◆ **Text shown**
Emily's DREU '15
  • Home
  • Research
  • About
  • Final Report
  • Blog
    • Week One
    • Week Two
    • Week Three
    • Week Four
    • Week Five
    • Week Six
    • Week Seven
    • Week Eight
    • Week Nine
    • Week Ten

daily blog

week ten

Friday--¡Adios muchachos! 

8/14/2015

0 Comments

 
     It's my last day of research and my last full day in Seattle! Anat is meeting with us at 11 AM today, and then I'm going to return Leonardo in the afternoon. I finished writing up my final report, and I should be good to go with all that we need for the projections. Last thing to do is to download this website and send it off to DREU. 
    Well, research this summer has been quite the experience. I really enjoyed my time exploring Seattle and the Pacific Northwest, and I would recommend a visit to anyone who has yet to visit. I'm extremely grateful that I got to be part of such an interesting project and that I was paired with some of the most incredibly talented and phenomenal teammates I could have asked for. I'll really miss our thought provoking conversations and fun times hanging out around the office. To them, as well as my amazing mentor and project lead Anat Caspi, I want to give one last shout out and a big thanks!

◆ **The problem**
Edit the stretch of the blog post from "It's my last" through "off to DREU." by replacing "11 AM" with "noon", and give that stretch back with the change.

◆ **Dataset excerpt**
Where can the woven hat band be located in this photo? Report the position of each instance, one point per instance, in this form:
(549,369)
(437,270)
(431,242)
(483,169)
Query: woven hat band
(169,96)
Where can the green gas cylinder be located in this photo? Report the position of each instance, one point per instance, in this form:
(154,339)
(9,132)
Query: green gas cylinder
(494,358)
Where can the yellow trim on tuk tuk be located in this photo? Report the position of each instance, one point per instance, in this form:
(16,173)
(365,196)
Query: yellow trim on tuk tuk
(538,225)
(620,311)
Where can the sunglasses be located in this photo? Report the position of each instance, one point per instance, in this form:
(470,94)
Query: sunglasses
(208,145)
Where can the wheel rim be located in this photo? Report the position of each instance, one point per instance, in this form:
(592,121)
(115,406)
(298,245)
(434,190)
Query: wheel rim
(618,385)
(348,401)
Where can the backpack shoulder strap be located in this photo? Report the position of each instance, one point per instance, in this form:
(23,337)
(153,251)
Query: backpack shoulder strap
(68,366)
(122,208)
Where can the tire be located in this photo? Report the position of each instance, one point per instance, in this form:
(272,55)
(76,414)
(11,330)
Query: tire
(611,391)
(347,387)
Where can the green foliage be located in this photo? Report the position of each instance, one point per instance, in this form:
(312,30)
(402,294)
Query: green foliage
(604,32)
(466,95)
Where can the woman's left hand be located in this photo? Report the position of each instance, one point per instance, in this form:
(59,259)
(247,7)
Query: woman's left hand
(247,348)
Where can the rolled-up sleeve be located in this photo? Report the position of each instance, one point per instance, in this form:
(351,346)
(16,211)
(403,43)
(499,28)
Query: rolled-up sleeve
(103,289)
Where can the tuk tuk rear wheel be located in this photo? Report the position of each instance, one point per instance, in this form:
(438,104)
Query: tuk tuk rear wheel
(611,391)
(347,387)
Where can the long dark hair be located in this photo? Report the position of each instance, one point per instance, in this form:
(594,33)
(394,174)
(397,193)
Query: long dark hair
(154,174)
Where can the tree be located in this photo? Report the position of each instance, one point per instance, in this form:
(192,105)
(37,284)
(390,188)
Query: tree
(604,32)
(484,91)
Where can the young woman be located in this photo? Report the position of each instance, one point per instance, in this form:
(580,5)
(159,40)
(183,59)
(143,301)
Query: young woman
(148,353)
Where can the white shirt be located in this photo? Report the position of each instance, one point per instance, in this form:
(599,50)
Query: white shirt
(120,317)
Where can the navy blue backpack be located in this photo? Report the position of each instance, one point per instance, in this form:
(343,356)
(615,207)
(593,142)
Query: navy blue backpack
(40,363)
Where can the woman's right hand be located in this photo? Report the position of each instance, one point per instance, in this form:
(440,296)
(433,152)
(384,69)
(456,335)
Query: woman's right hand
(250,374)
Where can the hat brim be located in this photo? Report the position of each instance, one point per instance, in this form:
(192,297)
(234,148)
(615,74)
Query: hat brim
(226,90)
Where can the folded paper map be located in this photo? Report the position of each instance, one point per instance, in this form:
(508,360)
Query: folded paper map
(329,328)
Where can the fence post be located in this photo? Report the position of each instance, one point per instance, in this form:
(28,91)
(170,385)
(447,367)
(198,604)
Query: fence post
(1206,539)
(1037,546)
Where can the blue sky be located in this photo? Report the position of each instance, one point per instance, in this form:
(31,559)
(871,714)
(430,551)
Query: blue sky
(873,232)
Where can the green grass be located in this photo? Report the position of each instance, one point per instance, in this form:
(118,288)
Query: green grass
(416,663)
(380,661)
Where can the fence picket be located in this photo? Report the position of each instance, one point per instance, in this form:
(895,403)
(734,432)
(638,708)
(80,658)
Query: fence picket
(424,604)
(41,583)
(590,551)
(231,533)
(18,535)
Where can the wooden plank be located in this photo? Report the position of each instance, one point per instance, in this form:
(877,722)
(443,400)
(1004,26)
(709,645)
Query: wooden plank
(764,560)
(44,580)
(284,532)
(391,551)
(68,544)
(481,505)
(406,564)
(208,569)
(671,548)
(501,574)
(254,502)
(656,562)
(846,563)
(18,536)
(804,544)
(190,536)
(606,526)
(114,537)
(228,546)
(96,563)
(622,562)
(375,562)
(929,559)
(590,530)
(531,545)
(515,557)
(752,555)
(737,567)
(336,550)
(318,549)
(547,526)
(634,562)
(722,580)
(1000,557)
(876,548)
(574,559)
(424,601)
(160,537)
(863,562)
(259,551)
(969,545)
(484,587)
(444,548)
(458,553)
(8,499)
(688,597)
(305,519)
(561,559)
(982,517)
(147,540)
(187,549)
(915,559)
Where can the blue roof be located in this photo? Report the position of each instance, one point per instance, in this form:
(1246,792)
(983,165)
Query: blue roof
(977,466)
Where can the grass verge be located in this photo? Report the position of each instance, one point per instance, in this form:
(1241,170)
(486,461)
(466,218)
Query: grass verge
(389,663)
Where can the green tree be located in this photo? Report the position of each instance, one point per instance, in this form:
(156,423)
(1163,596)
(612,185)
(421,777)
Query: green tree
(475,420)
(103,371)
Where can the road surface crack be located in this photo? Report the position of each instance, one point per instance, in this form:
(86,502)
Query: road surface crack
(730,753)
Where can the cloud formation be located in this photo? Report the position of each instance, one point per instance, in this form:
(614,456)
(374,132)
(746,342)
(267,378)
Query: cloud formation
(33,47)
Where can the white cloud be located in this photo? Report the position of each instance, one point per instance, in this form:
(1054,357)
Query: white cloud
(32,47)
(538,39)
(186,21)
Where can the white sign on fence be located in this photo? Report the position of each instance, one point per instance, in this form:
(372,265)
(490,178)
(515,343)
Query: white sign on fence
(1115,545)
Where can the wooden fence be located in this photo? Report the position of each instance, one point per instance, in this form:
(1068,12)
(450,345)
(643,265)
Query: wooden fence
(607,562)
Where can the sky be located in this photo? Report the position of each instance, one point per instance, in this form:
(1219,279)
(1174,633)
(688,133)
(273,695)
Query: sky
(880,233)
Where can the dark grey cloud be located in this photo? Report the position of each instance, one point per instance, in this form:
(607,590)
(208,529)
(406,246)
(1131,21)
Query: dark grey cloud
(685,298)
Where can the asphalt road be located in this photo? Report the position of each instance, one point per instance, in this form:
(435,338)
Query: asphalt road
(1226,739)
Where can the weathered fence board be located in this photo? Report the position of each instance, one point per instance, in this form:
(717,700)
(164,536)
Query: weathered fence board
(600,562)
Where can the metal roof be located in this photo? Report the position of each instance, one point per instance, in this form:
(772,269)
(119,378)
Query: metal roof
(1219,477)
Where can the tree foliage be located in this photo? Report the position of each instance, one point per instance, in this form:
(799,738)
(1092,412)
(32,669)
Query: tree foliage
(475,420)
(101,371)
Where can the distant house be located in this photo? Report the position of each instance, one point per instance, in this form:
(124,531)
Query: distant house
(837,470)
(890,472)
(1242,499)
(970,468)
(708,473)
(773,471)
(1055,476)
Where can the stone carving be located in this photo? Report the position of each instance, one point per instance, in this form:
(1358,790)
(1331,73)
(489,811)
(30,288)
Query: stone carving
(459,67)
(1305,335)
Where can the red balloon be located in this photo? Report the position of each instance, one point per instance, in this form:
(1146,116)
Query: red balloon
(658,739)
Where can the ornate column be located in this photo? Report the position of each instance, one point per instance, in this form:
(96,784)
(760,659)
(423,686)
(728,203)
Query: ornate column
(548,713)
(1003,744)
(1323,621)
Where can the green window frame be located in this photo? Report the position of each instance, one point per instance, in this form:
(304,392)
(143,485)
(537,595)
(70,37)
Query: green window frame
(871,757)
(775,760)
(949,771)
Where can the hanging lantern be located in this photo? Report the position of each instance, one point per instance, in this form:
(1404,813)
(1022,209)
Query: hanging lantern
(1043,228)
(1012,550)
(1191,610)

◆ **Response below**
It's my last day of research and my last full day in Seattle! Anat is meeting with us at noon today, and then I'm going to return Leonardo in the afternoon. I finished writing up my final report, and I should be good to go with all that we need for the projections. Last thing to do is to download this website and send it off to DREU.